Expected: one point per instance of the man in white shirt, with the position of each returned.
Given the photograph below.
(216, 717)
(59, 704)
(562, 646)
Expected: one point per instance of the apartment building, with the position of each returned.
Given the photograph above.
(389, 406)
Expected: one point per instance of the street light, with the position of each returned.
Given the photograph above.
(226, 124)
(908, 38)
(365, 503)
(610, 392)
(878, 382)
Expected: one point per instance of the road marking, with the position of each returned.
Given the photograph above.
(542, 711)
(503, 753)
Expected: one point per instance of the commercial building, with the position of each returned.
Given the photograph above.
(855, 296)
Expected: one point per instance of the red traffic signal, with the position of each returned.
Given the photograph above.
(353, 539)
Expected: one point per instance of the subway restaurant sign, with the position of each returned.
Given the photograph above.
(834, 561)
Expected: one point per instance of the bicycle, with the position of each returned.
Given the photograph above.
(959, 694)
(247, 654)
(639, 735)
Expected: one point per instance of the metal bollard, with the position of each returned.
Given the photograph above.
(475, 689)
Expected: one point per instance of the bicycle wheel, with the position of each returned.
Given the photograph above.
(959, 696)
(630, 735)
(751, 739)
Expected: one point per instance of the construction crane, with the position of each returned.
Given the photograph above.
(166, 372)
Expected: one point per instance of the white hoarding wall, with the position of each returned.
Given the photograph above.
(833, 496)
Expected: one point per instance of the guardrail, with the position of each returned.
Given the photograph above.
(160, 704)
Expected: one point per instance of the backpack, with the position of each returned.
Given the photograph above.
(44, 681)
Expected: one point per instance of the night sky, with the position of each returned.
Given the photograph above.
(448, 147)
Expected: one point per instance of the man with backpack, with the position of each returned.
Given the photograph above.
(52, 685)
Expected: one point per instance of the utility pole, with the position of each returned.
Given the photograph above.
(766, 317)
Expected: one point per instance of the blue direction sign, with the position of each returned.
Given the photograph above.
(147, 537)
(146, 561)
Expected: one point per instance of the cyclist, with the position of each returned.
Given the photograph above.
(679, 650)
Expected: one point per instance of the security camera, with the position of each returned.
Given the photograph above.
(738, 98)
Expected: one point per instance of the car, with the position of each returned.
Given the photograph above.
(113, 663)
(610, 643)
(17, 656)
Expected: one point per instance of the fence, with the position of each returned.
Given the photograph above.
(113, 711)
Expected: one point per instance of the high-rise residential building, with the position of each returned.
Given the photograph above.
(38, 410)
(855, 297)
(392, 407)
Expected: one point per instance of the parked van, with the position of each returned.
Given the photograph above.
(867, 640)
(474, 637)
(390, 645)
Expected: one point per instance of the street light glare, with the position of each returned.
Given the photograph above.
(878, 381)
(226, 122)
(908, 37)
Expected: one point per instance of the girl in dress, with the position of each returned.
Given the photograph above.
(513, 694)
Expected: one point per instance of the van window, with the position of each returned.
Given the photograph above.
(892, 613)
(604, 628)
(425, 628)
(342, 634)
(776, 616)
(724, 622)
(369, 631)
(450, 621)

### Exercise directions
Each line of the material that contains the string "light" has to be copied out.

### Your response
Expected: one point per instance of the street light, with the position of each returned.
Expected: one point per instance of the street light glare, with the position of each returned.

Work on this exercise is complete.